Position annotation records:
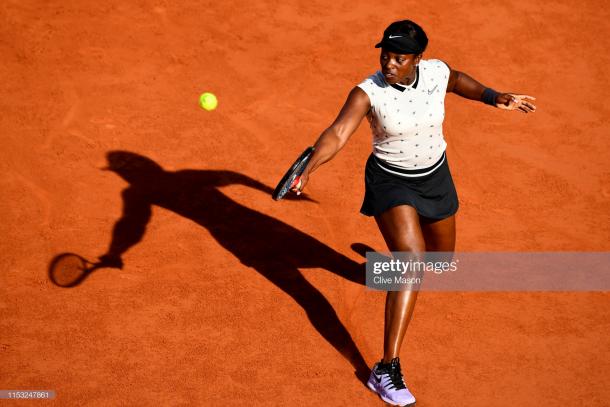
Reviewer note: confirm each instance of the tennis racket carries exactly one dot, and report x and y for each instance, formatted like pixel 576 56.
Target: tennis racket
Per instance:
pixel 293 175
pixel 69 269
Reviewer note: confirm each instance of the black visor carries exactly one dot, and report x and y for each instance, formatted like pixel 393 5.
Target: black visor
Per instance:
pixel 400 44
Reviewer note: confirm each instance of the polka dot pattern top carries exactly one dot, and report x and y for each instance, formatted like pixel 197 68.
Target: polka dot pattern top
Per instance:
pixel 407 121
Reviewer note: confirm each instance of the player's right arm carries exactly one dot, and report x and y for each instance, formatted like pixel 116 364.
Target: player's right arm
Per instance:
pixel 336 135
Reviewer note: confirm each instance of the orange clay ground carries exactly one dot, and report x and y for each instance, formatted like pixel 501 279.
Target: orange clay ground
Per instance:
pixel 231 298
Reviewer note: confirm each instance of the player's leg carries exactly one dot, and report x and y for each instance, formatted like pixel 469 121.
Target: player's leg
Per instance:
pixel 440 235
pixel 401 230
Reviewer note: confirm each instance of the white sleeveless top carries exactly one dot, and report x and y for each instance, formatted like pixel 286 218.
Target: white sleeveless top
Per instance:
pixel 407 121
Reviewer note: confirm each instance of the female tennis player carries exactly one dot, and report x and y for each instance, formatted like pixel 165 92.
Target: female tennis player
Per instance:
pixel 409 188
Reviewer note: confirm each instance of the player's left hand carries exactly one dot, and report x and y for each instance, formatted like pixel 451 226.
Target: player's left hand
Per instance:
pixel 512 101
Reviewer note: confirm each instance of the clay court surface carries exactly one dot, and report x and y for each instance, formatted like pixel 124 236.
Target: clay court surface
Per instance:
pixel 229 298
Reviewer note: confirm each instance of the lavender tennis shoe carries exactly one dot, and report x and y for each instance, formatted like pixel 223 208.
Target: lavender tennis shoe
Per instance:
pixel 386 380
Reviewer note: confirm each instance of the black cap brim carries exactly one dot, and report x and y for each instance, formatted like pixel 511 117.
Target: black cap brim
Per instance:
pixel 393 47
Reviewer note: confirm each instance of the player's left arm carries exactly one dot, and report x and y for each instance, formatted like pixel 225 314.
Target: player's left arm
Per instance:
pixel 467 87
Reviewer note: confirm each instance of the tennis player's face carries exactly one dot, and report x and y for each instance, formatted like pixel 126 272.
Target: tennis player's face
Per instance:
pixel 397 68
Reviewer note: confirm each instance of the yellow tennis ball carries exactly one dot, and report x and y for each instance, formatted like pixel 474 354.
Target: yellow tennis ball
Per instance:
pixel 208 101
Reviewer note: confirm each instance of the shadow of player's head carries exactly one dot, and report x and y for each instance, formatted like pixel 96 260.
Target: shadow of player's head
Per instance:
pixel 132 167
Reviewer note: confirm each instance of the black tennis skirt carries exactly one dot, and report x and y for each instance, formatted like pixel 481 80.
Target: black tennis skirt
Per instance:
pixel 432 195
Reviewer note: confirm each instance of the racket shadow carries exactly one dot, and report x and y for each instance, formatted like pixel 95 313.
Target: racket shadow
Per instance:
pixel 274 249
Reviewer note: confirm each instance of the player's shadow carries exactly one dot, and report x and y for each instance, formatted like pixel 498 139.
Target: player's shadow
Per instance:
pixel 273 248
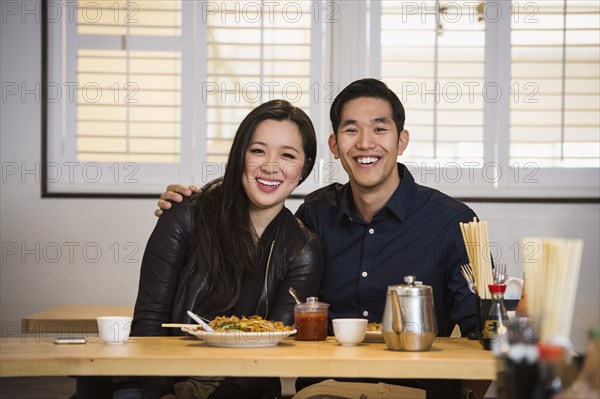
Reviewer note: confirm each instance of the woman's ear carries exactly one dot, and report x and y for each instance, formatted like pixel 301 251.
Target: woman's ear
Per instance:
pixel 333 145
pixel 403 138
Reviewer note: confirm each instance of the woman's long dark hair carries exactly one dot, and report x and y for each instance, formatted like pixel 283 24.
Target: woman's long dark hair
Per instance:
pixel 226 245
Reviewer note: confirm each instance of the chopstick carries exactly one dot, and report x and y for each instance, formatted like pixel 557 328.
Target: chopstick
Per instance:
pixel 476 239
pixel 552 267
pixel 179 325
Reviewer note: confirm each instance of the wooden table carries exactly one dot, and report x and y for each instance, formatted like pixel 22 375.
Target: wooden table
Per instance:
pixel 449 358
pixel 69 319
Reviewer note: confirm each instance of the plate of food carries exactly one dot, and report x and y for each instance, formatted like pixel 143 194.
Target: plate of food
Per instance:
pixel 245 332
pixel 374 333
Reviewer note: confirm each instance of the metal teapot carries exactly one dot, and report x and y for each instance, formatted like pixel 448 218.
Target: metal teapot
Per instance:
pixel 409 316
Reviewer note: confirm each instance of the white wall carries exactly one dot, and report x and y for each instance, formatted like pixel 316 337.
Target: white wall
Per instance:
pixel 32 227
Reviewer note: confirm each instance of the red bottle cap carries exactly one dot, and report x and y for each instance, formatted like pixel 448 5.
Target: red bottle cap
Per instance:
pixel 497 288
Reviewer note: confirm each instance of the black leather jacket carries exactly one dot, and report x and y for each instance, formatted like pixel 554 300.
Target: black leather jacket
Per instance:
pixel 170 286
pixel 170 283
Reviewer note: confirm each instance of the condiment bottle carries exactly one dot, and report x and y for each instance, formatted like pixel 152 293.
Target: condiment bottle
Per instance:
pixel 497 319
pixel 587 383
pixel 310 319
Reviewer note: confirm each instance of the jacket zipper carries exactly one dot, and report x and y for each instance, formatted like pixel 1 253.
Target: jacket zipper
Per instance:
pixel 266 287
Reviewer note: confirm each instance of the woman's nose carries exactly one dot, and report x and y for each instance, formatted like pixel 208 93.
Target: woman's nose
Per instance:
pixel 269 166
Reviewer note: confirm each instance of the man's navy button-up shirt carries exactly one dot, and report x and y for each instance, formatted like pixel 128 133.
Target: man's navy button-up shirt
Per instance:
pixel 416 233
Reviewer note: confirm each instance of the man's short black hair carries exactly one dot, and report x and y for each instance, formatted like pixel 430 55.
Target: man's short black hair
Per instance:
pixel 370 88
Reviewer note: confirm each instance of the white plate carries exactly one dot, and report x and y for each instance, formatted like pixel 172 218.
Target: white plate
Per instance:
pixel 240 339
pixel 373 336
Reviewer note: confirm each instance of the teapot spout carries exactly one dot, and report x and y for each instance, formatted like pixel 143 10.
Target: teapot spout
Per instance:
pixel 397 315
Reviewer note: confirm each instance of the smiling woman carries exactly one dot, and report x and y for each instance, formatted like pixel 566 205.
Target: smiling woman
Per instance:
pixel 233 249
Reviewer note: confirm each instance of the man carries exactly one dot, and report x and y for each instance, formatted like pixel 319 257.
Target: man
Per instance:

Aim: Arrange the stretch of the material from the line containing "Reviewer note: confirm each instance of the smiling" through the end as a JSON list of strings, with one string per line and any blank lines left out.

Exercise answer:
[
  "Reviewer note: confirm each instance of the smiling woman carries exactly one dot, and report x and y for each instance, formatted like pixel 566 205.",
  "Target: smiling woman",
  "Per instance:",
  "pixel 233 249",
  "Reviewer note: confirm each instance of the man carries exactly one dot, and report x and y for each instance, formatted like pixel 319 257.",
  "Target: man",
  "Per instance:"
]